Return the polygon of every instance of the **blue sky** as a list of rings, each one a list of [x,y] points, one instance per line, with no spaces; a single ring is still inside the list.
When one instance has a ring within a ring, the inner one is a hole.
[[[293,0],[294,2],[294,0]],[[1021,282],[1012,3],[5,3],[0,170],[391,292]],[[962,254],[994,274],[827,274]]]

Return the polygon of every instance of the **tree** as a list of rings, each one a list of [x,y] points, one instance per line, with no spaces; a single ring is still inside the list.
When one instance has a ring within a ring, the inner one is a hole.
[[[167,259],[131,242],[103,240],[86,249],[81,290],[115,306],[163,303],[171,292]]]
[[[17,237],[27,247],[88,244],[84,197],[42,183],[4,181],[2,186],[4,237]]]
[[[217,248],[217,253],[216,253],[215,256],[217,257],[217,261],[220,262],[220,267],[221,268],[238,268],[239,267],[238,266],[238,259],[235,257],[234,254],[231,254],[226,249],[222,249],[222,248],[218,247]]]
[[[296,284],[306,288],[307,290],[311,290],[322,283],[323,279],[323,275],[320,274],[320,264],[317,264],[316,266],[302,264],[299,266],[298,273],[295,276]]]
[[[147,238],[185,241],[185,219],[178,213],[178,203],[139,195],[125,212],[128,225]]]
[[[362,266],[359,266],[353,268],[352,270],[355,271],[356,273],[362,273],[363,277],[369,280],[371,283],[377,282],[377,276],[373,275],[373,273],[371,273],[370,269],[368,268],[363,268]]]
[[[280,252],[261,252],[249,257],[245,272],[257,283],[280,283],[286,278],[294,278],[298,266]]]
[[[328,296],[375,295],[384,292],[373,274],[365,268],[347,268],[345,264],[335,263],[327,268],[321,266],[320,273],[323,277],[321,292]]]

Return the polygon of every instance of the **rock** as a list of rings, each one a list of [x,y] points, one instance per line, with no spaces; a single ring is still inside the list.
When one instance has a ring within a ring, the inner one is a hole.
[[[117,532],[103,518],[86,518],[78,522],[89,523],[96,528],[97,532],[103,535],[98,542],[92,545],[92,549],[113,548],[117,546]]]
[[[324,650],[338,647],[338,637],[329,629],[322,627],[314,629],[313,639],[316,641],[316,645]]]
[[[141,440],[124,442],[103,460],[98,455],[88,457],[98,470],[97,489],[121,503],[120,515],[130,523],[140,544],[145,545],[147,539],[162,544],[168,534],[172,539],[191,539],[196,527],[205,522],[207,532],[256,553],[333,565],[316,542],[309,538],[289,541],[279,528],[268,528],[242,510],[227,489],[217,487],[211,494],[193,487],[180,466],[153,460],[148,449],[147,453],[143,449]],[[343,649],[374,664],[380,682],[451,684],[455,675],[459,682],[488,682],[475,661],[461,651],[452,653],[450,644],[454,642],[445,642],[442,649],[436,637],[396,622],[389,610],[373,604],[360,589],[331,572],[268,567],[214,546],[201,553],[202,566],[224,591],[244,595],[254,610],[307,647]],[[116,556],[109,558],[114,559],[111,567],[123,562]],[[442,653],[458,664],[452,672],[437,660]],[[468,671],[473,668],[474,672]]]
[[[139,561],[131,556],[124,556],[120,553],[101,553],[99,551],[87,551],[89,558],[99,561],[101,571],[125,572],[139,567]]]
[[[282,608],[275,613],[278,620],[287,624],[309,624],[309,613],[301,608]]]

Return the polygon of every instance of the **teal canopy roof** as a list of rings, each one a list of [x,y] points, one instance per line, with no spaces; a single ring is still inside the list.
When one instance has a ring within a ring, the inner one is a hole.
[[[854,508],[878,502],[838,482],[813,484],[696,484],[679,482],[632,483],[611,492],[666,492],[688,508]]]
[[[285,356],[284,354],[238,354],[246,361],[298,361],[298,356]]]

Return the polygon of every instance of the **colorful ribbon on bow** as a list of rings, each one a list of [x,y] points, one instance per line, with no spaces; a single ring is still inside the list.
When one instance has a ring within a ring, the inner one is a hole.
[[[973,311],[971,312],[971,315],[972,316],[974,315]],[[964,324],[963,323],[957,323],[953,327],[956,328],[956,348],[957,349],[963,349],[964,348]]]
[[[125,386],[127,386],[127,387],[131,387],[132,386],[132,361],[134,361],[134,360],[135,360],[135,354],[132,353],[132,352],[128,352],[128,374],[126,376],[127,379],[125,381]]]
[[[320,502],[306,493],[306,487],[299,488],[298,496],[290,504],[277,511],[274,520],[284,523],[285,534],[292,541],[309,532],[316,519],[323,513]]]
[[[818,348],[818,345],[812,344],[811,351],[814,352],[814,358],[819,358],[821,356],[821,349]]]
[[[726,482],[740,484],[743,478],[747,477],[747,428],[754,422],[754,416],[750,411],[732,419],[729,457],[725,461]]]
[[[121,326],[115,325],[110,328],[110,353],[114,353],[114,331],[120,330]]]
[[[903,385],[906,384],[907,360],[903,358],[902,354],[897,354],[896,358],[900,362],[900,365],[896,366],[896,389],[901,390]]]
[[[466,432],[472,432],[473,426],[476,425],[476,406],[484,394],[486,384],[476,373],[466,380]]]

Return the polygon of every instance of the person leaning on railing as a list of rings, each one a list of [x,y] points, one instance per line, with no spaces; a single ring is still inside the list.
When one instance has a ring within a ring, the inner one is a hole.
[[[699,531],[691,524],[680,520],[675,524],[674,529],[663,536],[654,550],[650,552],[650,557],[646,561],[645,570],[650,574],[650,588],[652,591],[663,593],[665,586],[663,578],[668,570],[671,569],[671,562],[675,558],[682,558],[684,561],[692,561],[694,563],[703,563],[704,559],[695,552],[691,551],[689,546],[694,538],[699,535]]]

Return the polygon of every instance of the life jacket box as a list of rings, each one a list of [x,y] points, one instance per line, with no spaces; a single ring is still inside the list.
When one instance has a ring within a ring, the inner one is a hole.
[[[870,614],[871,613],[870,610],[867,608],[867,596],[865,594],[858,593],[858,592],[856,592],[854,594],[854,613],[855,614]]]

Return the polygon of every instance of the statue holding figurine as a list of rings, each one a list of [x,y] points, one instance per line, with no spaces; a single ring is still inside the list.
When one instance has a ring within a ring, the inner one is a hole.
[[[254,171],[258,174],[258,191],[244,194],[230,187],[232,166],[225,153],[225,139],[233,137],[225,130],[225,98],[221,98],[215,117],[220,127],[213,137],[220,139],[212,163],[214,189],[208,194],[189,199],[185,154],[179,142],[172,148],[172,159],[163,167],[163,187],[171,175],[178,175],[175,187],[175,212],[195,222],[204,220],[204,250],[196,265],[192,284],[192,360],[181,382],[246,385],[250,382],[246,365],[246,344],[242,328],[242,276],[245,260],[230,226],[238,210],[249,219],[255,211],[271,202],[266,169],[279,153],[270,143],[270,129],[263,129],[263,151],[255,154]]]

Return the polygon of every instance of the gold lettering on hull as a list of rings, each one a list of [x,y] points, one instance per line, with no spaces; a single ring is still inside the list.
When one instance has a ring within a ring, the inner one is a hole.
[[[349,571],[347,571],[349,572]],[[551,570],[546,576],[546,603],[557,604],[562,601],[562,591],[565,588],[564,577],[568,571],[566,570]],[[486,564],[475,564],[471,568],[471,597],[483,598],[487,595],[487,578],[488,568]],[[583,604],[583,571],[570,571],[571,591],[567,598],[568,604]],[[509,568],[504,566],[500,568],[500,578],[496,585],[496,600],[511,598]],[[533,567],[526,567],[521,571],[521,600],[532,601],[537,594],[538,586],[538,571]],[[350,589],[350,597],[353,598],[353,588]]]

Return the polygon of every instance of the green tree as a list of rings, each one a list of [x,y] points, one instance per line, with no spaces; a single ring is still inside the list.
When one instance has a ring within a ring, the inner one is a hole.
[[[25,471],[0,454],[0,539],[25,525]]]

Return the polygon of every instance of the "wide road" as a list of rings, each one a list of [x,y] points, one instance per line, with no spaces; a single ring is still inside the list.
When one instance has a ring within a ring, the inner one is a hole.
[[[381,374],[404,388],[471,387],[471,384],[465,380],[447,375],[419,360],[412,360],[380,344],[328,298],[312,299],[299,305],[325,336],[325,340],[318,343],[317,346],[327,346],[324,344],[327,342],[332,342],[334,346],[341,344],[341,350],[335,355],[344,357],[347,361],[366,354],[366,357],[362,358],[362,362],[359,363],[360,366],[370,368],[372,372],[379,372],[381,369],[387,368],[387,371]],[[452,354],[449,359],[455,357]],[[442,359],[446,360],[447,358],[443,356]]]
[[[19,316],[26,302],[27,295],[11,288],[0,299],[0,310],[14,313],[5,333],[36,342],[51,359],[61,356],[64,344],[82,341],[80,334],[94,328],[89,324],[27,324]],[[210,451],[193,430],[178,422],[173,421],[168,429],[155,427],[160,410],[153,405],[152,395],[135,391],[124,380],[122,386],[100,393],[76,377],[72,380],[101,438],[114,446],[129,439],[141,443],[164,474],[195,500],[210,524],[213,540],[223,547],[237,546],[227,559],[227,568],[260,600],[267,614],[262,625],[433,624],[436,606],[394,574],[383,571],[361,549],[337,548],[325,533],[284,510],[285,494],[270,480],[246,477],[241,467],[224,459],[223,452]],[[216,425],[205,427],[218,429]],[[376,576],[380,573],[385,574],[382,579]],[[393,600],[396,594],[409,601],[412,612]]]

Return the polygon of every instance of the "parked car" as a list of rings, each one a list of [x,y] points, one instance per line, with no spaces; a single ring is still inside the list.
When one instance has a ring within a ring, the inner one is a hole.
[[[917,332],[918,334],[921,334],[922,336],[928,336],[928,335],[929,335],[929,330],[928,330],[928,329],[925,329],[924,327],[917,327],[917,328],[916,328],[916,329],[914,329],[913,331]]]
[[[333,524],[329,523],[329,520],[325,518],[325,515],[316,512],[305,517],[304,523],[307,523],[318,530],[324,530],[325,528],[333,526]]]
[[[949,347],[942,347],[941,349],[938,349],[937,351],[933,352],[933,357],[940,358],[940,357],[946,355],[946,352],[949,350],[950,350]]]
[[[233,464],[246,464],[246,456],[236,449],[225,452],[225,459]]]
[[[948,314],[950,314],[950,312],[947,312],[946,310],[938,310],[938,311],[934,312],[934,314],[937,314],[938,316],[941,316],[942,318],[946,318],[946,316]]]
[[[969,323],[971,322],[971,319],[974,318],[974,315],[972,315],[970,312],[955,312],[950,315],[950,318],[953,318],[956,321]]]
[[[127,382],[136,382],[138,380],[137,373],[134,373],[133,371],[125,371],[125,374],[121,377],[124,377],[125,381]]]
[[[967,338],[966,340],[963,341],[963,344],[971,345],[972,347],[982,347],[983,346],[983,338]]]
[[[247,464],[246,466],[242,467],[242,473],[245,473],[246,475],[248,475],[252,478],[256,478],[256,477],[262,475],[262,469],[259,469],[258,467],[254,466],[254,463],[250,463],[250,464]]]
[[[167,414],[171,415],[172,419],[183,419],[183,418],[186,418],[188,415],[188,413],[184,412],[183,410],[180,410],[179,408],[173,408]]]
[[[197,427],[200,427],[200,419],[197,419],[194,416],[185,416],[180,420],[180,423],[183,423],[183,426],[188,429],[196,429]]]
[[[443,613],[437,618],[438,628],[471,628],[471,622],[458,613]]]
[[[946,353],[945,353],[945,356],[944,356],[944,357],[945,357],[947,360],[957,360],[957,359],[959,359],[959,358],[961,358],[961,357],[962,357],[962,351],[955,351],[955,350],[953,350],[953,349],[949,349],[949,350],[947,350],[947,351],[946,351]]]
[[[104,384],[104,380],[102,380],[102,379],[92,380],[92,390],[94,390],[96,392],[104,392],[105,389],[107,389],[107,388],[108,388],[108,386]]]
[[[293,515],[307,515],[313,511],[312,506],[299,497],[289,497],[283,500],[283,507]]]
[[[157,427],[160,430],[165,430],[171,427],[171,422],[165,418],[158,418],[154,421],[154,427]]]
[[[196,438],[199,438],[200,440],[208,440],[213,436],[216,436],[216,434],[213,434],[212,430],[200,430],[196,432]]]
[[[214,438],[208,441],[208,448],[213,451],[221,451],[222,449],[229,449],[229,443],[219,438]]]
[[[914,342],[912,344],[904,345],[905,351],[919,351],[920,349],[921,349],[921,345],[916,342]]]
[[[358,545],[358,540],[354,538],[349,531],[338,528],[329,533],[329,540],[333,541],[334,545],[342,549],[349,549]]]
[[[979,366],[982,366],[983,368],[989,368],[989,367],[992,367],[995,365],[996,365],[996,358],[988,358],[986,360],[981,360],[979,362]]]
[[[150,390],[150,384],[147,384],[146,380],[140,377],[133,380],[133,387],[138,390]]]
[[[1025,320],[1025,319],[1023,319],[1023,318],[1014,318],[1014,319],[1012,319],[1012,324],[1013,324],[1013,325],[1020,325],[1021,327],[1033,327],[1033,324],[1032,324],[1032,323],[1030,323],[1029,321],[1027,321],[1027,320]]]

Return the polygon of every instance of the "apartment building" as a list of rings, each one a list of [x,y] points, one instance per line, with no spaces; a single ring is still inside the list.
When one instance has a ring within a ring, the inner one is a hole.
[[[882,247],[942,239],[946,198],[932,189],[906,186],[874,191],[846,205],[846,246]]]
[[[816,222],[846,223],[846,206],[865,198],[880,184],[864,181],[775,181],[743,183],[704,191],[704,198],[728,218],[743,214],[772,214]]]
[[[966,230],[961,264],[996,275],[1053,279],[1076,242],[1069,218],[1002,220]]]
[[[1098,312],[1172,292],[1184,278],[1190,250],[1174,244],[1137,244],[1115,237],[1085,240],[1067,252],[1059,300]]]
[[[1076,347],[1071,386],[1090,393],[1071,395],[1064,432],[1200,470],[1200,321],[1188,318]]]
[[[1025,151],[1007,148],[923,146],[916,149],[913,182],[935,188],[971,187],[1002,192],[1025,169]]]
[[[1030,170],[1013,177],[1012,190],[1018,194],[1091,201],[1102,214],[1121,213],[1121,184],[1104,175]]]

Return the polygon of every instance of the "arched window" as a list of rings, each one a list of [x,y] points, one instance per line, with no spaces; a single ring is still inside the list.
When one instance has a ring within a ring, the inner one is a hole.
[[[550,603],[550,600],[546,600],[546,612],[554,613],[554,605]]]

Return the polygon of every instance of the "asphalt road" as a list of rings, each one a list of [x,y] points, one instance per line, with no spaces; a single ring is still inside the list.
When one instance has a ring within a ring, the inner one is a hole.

_ _ _ _ _

▶ [Task item] Within the listing above, filter for lines holding the string "road" and copy each one.

▶ [Task answer]
Return the polygon of every instance of the "wide road" as a list of rings, each one a list of [x,y] points, one instance per line, with no spaces; a single ring is still inside the list.
Return the polygon of every instance of the "asphalt road" as a list of rings, each one a list of [x,y] points, one instance per line, with no spaces; a single ring is still inside the list.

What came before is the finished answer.